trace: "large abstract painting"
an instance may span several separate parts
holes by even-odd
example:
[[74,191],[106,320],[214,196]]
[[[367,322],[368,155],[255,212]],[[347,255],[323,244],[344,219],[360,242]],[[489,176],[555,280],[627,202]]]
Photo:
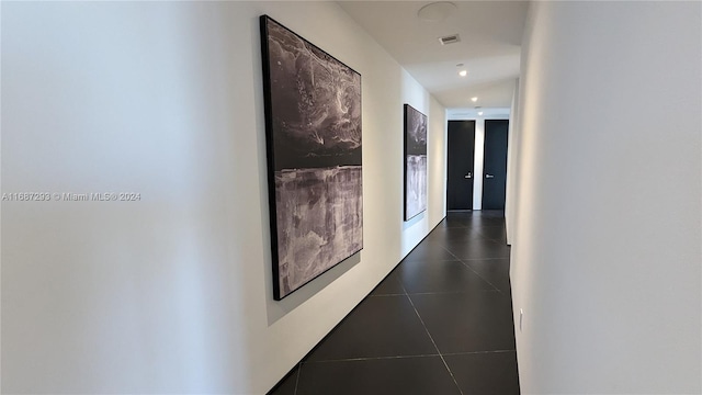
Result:
[[427,115],[405,104],[405,221],[427,210]]
[[361,75],[271,18],[260,22],[281,300],[363,247]]

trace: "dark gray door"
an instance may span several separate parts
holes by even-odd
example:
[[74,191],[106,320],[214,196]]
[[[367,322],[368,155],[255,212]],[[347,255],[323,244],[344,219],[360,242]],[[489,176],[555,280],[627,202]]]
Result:
[[475,121],[449,121],[446,208],[473,208]]
[[483,210],[505,210],[509,121],[485,121]]

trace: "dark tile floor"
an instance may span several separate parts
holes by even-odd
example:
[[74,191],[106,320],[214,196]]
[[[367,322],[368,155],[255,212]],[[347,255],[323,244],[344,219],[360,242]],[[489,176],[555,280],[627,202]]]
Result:
[[270,394],[519,394],[503,213],[449,213]]

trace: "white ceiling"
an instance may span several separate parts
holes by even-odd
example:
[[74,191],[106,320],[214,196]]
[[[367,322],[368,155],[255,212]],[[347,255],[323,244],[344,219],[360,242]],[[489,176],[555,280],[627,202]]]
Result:
[[[526,1],[453,1],[441,22],[417,12],[431,1],[339,1],[419,83],[448,109],[509,108],[519,76]],[[439,37],[458,33],[461,42]],[[457,64],[468,70],[458,76]],[[478,97],[476,103],[472,97]]]

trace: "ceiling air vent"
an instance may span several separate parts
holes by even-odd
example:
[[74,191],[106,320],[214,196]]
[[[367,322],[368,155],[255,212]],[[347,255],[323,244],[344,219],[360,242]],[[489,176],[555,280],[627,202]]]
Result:
[[443,37],[439,37],[439,42],[441,45],[449,45],[453,43],[457,43],[461,41],[461,36],[458,34],[452,34]]

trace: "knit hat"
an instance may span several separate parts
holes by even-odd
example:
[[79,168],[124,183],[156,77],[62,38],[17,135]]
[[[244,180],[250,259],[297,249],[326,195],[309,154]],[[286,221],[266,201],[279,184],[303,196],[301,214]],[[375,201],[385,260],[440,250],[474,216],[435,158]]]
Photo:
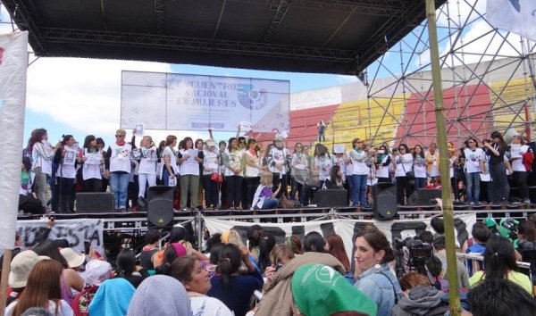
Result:
[[11,262],[8,284],[13,288],[26,287],[29,271],[39,260],[50,259],[46,255],[38,255],[31,250],[25,250],[15,255]]
[[127,316],[189,316],[190,311],[184,286],[172,277],[155,275],[138,287]]
[[71,248],[62,248],[62,250],[60,250],[60,253],[67,261],[69,268],[80,267],[86,261],[85,255],[83,255],[82,254],[77,254],[74,252],[74,250]]
[[102,260],[92,260],[86,264],[86,284],[98,287],[112,277],[112,265]]
[[376,303],[327,265],[303,265],[294,272],[290,289],[296,306],[307,316],[346,311],[376,315]]

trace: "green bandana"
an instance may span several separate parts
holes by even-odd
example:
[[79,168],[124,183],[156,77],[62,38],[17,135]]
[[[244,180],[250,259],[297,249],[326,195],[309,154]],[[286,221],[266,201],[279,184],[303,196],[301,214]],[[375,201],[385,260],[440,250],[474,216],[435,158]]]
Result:
[[376,303],[354,287],[340,273],[323,264],[305,264],[294,272],[292,298],[306,316],[355,311],[376,315]]

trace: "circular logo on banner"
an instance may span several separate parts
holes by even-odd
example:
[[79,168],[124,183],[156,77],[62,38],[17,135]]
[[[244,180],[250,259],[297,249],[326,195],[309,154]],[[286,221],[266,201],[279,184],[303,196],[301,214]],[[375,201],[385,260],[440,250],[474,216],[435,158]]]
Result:
[[253,85],[237,85],[237,97],[242,106],[249,110],[260,110],[268,103],[268,90],[255,89]]

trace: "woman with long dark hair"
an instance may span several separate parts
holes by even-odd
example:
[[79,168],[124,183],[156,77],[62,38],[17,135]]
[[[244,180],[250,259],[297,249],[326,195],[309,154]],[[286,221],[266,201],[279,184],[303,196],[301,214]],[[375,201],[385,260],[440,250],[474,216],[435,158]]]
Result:
[[[218,255],[219,275],[214,275],[210,282],[212,288],[207,295],[215,297],[234,312],[236,316],[244,316],[249,310],[249,300],[255,290],[263,287],[263,276],[249,261],[249,251],[233,244],[222,246]],[[244,262],[248,273],[239,275]]]
[[420,145],[414,146],[414,172],[415,175],[415,189],[426,187],[426,159]]
[[62,150],[56,151],[54,158],[54,162],[58,163],[56,179],[60,188],[59,212],[74,212],[74,179],[78,151],[72,135],[63,135]]
[[46,179],[52,177],[52,161],[58,148],[60,143],[54,147],[48,143],[46,129],[32,130],[31,137],[28,140],[27,150],[31,154],[31,171],[36,175],[38,198],[43,207],[46,207]]
[[469,278],[471,287],[484,279],[507,279],[532,294],[529,277],[519,272],[512,242],[504,237],[494,236],[488,239],[484,251],[484,270]]
[[412,185],[407,172],[412,170],[413,155],[407,148],[407,145],[400,144],[398,150],[393,150],[393,163],[395,164],[395,177],[397,178],[397,201],[398,205],[405,205],[406,200],[413,193]]
[[55,316],[73,315],[69,304],[62,299],[62,265],[51,259],[39,261],[28,276],[20,299],[5,309],[5,314],[20,316],[31,307],[42,307]]
[[490,175],[493,179],[491,186],[493,186],[498,200],[496,202],[507,203],[510,194],[510,186],[507,177],[505,153],[508,149],[508,145],[498,131],[491,133],[491,142],[493,144],[484,143],[484,146],[490,151]]
[[105,164],[105,160],[102,151],[96,146],[96,137],[93,135],[88,135],[84,139],[81,162],[84,192],[101,192],[101,165]]

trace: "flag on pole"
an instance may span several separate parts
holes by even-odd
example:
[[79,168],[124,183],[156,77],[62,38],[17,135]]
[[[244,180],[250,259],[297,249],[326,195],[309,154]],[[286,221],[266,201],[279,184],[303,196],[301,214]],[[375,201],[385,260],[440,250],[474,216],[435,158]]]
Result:
[[486,16],[494,28],[536,42],[536,0],[488,0]]
[[14,247],[26,105],[28,32],[0,34],[0,248]]

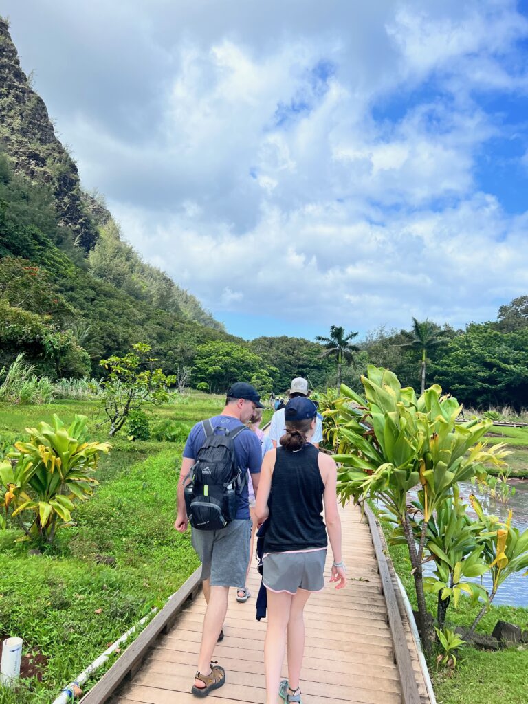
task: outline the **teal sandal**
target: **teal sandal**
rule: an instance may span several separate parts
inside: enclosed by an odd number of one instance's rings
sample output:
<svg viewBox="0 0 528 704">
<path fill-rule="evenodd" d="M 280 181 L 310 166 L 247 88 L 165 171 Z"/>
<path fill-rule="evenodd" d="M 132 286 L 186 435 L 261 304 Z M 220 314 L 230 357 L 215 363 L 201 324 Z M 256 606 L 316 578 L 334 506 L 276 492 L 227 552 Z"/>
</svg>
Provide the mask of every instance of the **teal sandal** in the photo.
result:
<svg viewBox="0 0 528 704">
<path fill-rule="evenodd" d="M 283 679 L 279 685 L 279 696 L 284 700 L 285 704 L 290 704 L 290 702 L 293 702 L 294 704 L 303 704 L 299 688 L 297 687 L 296 690 L 292 689 L 293 694 L 289 694 L 288 689 L 288 680 Z"/>
</svg>

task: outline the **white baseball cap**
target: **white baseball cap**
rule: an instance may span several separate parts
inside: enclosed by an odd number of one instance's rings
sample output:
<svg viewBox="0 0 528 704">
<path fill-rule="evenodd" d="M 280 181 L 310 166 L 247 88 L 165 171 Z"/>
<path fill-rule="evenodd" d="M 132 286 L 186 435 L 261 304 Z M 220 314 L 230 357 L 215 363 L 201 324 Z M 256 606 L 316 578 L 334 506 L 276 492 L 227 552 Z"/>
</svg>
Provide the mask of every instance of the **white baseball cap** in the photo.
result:
<svg viewBox="0 0 528 704">
<path fill-rule="evenodd" d="M 303 379 L 302 377 L 296 377 L 295 379 L 292 379 L 291 388 L 288 393 L 290 394 L 302 394 L 303 396 L 308 396 L 310 393 L 308 381 L 306 379 Z"/>
</svg>

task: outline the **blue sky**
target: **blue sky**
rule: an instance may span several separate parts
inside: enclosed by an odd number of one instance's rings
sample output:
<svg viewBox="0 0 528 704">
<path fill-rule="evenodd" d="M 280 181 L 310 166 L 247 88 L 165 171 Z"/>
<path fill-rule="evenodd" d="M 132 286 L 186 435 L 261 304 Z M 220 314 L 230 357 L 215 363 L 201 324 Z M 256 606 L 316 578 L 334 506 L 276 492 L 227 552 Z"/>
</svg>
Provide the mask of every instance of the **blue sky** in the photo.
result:
<svg viewBox="0 0 528 704">
<path fill-rule="evenodd" d="M 123 237 L 250 338 L 528 293 L 528 3 L 4 0 Z"/>
</svg>

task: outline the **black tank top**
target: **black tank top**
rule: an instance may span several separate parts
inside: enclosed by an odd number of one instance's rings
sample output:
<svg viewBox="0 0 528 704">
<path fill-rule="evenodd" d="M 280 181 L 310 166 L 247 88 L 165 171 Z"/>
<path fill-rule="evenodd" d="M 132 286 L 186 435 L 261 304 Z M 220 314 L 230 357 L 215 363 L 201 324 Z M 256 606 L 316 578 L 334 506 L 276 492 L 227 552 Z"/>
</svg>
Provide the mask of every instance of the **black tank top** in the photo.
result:
<svg viewBox="0 0 528 704">
<path fill-rule="evenodd" d="M 319 450 L 310 444 L 296 452 L 277 448 L 268 502 L 270 517 L 265 552 L 326 547 L 322 515 L 325 484 L 318 455 Z"/>
</svg>

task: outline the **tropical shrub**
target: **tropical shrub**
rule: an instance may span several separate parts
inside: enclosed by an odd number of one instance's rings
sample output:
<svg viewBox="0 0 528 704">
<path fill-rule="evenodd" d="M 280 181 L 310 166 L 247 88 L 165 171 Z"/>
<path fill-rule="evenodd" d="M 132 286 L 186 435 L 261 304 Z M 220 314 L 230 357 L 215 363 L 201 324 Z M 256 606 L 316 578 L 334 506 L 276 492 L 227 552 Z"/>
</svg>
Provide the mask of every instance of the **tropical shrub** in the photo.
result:
<svg viewBox="0 0 528 704">
<path fill-rule="evenodd" d="M 127 437 L 129 440 L 150 440 L 151 427 L 146 413 L 139 408 L 130 411 L 127 420 Z"/>
<path fill-rule="evenodd" d="M 152 436 L 158 442 L 185 442 L 192 426 L 189 423 L 161 421 L 152 430 Z"/>
<path fill-rule="evenodd" d="M 457 660 L 455 651 L 460 646 L 465 645 L 465 641 L 461 639 L 460 636 L 457 636 L 453 631 L 450 631 L 448 628 L 445 628 L 442 631 L 439 628 L 435 628 L 435 631 L 438 636 L 439 642 L 444 650 L 444 653 L 439 655 L 436 658 L 436 662 L 439 665 L 441 663 L 450 667 L 456 667 Z"/>
<path fill-rule="evenodd" d="M 455 423 L 461 407 L 456 399 L 442 396 L 436 385 L 417 398 L 413 389 L 401 388 L 392 372 L 373 366 L 369 366 L 362 382 L 365 398 L 344 385 L 341 388 L 363 416 L 358 420 L 346 416 L 346 427 L 340 428 L 340 436 L 350 444 L 351 450 L 335 455 L 341 465 L 338 491 L 343 502 L 351 496 L 356 501 L 373 499 L 391 515 L 409 551 L 418 627 L 428 648 L 433 634 L 425 603 L 423 562 L 429 522 L 435 513 L 439 520 L 438 512 L 453 497 L 458 482 L 484 479 L 483 464 L 501 467 L 508 453 L 502 444 L 487 448 L 479 442 L 491 421 Z M 416 489 L 418 501 L 413 505 L 410 492 Z M 442 590 L 452 593 L 460 584 L 461 574 L 458 569 L 455 573 L 455 565 L 453 585 L 446 583 Z M 444 591 L 444 596 L 451 593 Z"/>
<path fill-rule="evenodd" d="M 419 501 L 413 502 L 423 515 Z M 468 505 L 460 499 L 458 486 L 453 487 L 453 494 L 432 514 L 427 523 L 425 550 L 434 564 L 434 577 L 424 577 L 424 589 L 437 595 L 436 622 L 444 627 L 448 607 L 453 598 L 455 608 L 458 605 L 460 594 L 465 593 L 476 603 L 479 598 L 485 602 L 488 594 L 480 584 L 471 580 L 480 577 L 489 569 L 484 559 L 478 538 L 482 524 L 468 515 Z M 419 539 L 422 522 L 410 517 L 415 539 Z M 403 532 L 397 527 L 390 539 L 393 543 L 405 541 Z"/>
<path fill-rule="evenodd" d="M 32 514 L 32 522 L 23 524 L 30 539 L 52 543 L 58 529 L 73 524 L 76 504 L 91 496 L 98 484 L 94 477 L 98 459 L 111 445 L 86 441 L 87 420 L 76 415 L 65 427 L 54 415 L 51 425 L 41 422 L 36 428 L 26 428 L 30 439 L 15 443 L 14 467 L 9 462 L 0 467 L 10 503 L 15 502 L 13 517 L 23 514 L 23 520 Z"/>
<path fill-rule="evenodd" d="M 488 604 L 484 604 L 472 624 L 466 636 L 474 631 L 497 593 L 498 588 L 511 574 L 524 571 L 528 576 L 528 528 L 521 533 L 511 524 L 512 511 L 505 522 L 496 516 L 488 516 L 478 499 L 470 495 L 470 501 L 482 524 L 478 540 L 482 547 L 484 560 L 489 565 L 492 586 Z"/>
<path fill-rule="evenodd" d="M 151 350 L 150 345 L 138 343 L 124 357 L 113 355 L 100 362 L 108 371 L 101 384 L 111 437 L 121 429 L 132 410 L 144 404 L 168 401 L 168 386 L 176 377 L 166 376 L 161 369 L 152 369 L 157 360 L 149 356 Z"/>
</svg>

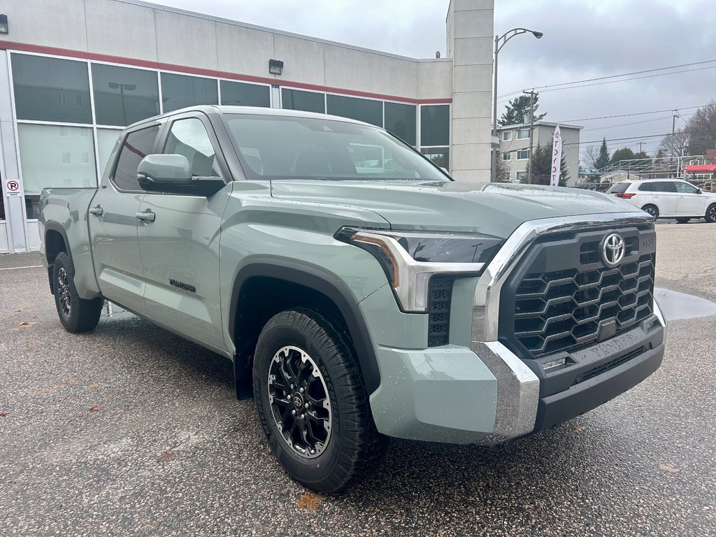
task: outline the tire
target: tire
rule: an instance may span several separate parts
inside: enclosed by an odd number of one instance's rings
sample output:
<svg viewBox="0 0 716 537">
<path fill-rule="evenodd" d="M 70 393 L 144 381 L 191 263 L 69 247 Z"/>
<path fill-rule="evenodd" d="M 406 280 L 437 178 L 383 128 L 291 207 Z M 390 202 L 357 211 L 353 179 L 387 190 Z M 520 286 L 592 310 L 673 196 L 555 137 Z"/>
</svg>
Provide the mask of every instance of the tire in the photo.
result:
<svg viewBox="0 0 716 537">
<path fill-rule="evenodd" d="M 707 222 L 711 223 L 716 222 L 716 203 L 712 203 L 709 205 L 709 208 L 706 209 L 706 215 L 704 218 L 706 218 Z"/>
<path fill-rule="evenodd" d="M 659 209 L 657 208 L 657 206 L 655 205 L 651 205 L 651 204 L 645 205 L 644 207 L 642 208 L 642 211 L 644 211 L 645 213 L 649 213 L 649 214 L 652 215 L 652 216 L 653 216 L 654 219 L 659 218 Z"/>
<path fill-rule="evenodd" d="M 74 333 L 94 330 L 100 322 L 105 299 L 102 297 L 91 300 L 79 298 L 74 286 L 74 267 L 64 252 L 58 253 L 54 260 L 52 279 L 54 304 L 64 329 Z"/>
<path fill-rule="evenodd" d="M 261 331 L 253 359 L 253 396 L 271 451 L 294 479 L 320 493 L 372 473 L 389 443 L 340 326 L 317 309 L 281 311 Z"/>
</svg>

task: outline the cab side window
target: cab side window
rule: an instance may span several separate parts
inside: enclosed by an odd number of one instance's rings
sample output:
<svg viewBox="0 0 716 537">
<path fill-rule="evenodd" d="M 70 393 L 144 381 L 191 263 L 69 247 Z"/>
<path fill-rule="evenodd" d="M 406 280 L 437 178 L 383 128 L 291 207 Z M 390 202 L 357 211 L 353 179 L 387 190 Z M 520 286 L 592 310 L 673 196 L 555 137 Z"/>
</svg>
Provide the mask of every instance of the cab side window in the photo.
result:
<svg viewBox="0 0 716 537">
<path fill-rule="evenodd" d="M 649 181 L 639 187 L 642 192 L 674 192 L 674 185 L 668 181 Z"/>
<path fill-rule="evenodd" d="M 206 127 L 196 117 L 178 120 L 172 124 L 164 153 L 186 157 L 194 176 L 221 177 Z"/>
<path fill-rule="evenodd" d="M 137 181 L 137 168 L 142 158 L 153 153 L 154 141 L 158 133 L 159 125 L 155 125 L 127 135 L 120 150 L 120 157 L 117 160 L 117 168 L 112 178 L 117 188 L 122 190 L 142 190 Z"/>
<path fill-rule="evenodd" d="M 676 191 L 679 194 L 698 194 L 699 189 L 688 183 L 677 183 Z"/>
</svg>

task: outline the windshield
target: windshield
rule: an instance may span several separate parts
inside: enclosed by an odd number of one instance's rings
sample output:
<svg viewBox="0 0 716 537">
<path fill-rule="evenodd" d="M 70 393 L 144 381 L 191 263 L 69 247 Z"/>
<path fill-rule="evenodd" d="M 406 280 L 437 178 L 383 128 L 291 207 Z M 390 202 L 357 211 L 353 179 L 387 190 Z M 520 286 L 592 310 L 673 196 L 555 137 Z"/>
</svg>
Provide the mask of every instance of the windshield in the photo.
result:
<svg viewBox="0 0 716 537">
<path fill-rule="evenodd" d="M 368 125 L 322 117 L 225 117 L 252 179 L 449 180 L 410 146 Z"/>
</svg>

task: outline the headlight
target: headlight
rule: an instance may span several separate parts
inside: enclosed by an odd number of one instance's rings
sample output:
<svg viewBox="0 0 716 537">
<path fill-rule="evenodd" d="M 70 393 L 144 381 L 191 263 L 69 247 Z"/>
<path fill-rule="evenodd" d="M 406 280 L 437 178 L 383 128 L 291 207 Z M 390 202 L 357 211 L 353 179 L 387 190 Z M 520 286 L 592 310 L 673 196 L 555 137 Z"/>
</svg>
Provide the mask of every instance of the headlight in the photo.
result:
<svg viewBox="0 0 716 537">
<path fill-rule="evenodd" d="M 425 312 L 435 274 L 479 276 L 504 243 L 478 233 L 392 231 L 343 228 L 339 241 L 372 253 L 404 311 Z"/>
</svg>

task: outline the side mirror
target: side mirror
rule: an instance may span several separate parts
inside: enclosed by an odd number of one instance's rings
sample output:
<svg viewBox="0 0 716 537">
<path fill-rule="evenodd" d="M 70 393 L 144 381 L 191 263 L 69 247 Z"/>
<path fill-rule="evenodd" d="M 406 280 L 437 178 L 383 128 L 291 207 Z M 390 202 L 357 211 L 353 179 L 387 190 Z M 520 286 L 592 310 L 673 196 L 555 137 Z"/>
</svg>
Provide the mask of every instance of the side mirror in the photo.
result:
<svg viewBox="0 0 716 537">
<path fill-rule="evenodd" d="M 191 181 L 191 166 L 183 155 L 147 155 L 137 168 L 137 178 L 153 183 L 186 184 Z"/>
<path fill-rule="evenodd" d="M 147 155 L 137 168 L 140 187 L 147 192 L 210 196 L 226 183 L 221 177 L 193 177 L 183 155 Z"/>
</svg>

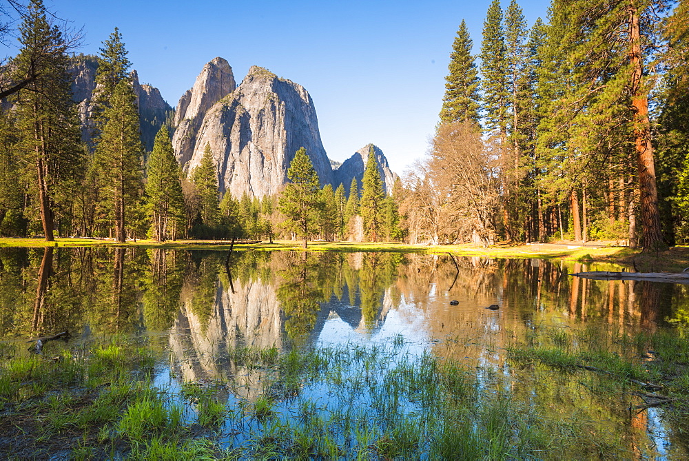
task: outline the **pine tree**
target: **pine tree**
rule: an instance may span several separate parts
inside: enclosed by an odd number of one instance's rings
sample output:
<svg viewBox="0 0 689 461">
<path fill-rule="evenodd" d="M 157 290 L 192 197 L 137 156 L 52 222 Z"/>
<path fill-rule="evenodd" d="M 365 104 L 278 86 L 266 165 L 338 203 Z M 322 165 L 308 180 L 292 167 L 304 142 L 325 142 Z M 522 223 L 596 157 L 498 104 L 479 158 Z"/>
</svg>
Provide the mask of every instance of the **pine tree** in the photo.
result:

:::::

**Problem details**
Reproduce the rows from their first line through the line containing "[[361,75],[271,18],[260,22],[281,300],[363,247]]", with both of those lines included. Omit the pictures from your copy.

**Written answer**
trace: "large abstract painting"
an instance may span several separate parts
holes by even-odd
example:
[[74,191],[106,320],[214,196]]
[[[367,322],[368,155],[255,212]],[[347,255],[323,244],[344,219],[360,242]],[[489,176],[555,280],[627,202]]]
Photo:
Result:
[[427,115],[405,104],[405,221],[427,210]]
[[361,75],[271,18],[260,22],[281,300],[363,247]]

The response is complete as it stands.